- **O que fazer**:
Responda sim ou não se cada afirmação concorda com o trecho sobre o medo de falar em público, citando literalmente as palavras do trecho que decidem: (a) o medo é apontado como o inimigo número um de quem fala em público; (b) os joelhos só pararam de tremer quando vieram as cãibras; (c) todos os sintomas descritos aconteceram ao mesmo tempo.

Será que percebiam meu coração bater no
lóbulo da orelha? Ou o barulho do papel que sacudia em minha mão? Os joelhos só
pararam de tremer quando as cãibras começaram. Gaguejando dissonante por entre
lábios soltos entre bochechas espasmódicas, cumprimentei a platéia. E deu um
branco total. O terror que assola 108,47% de uma humanidade que vira uma poça
no palco quanto tem que falar em público.
Já passei por tudo isso. Não ao mesmo
tempo, mas pelo menos mais de um sintoma por vez. Em minha próxima palestra meu
cérebro pode me surpreender com mais alguns, filhotes do inimigo número dois
de quem fala em público: o medo. O número um, normalmente aceito como
politicamente correto, é o sentimento de auto-piedade sussurrando
que você não vai conseguir. Vai.

- **Dados fornecidos**:
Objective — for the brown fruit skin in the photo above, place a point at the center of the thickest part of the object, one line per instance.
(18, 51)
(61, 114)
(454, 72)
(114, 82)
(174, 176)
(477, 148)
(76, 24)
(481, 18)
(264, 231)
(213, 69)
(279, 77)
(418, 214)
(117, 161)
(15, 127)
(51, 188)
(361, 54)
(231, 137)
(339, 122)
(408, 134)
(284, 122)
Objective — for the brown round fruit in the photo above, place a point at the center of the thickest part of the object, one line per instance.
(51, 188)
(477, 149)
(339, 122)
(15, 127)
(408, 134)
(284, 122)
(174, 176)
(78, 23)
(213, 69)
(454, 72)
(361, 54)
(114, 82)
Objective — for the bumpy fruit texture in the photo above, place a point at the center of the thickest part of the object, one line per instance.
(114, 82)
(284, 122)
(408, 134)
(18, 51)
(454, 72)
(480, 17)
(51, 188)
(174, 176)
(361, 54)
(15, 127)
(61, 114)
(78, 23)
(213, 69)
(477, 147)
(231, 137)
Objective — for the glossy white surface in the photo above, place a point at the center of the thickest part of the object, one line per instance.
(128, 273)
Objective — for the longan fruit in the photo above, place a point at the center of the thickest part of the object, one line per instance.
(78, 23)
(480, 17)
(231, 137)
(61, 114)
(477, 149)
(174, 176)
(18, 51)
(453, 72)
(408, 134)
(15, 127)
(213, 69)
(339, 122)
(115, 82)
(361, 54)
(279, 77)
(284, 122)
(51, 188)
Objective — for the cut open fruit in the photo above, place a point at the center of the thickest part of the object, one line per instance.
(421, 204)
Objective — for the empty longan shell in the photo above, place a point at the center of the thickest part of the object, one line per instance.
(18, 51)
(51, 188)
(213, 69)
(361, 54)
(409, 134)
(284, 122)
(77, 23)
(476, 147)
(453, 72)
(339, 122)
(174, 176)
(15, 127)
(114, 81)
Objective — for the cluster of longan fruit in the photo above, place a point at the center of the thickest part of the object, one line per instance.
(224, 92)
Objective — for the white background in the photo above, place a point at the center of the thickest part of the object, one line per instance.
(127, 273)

---

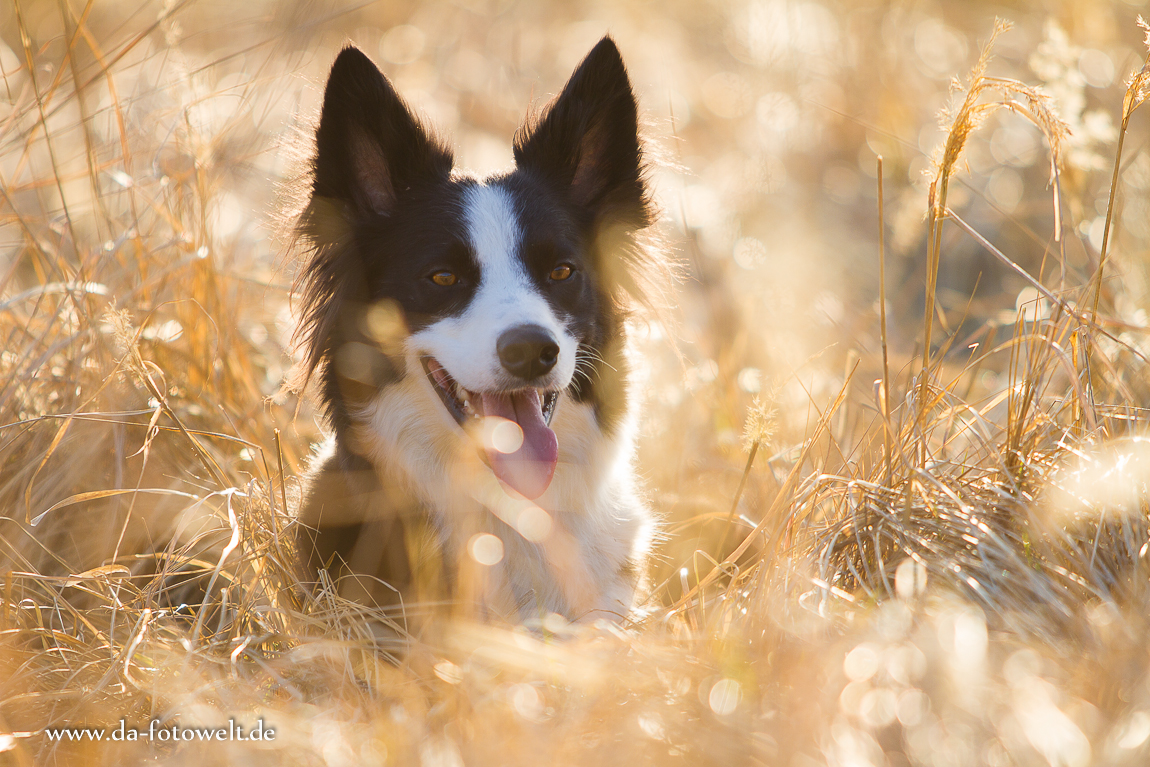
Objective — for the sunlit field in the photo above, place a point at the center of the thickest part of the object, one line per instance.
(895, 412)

==

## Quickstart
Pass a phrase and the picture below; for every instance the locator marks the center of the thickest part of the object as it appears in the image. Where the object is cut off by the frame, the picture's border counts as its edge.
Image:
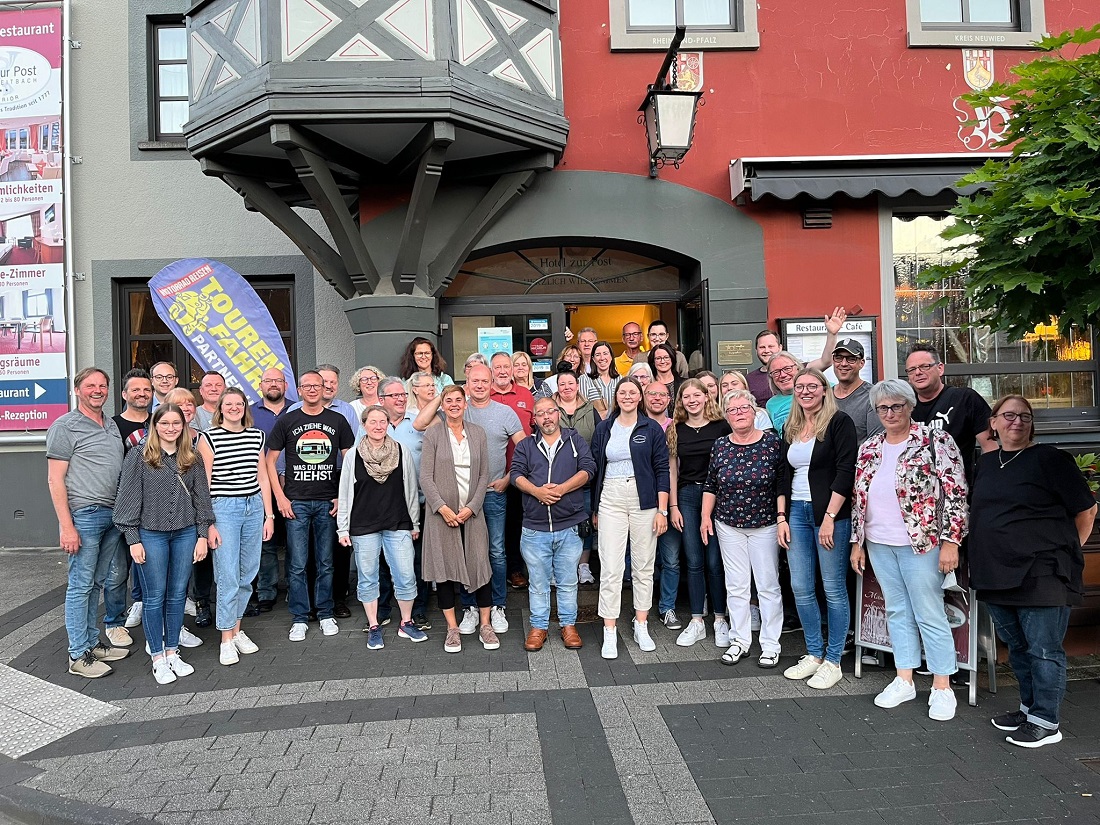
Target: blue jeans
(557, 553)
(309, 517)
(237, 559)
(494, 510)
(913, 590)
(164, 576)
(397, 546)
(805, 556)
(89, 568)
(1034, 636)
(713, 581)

- **Resposta do exercício**:
(a) Não: "filhotes do inimigo número dois de quem fala em público: o medo."
(b) Sim: "Os joelhos só pararam de tremer quando as cãibras começaram."
(c) Não: "Não ao mesmo tempo, mas pelo menos mais de um sintoma por vez."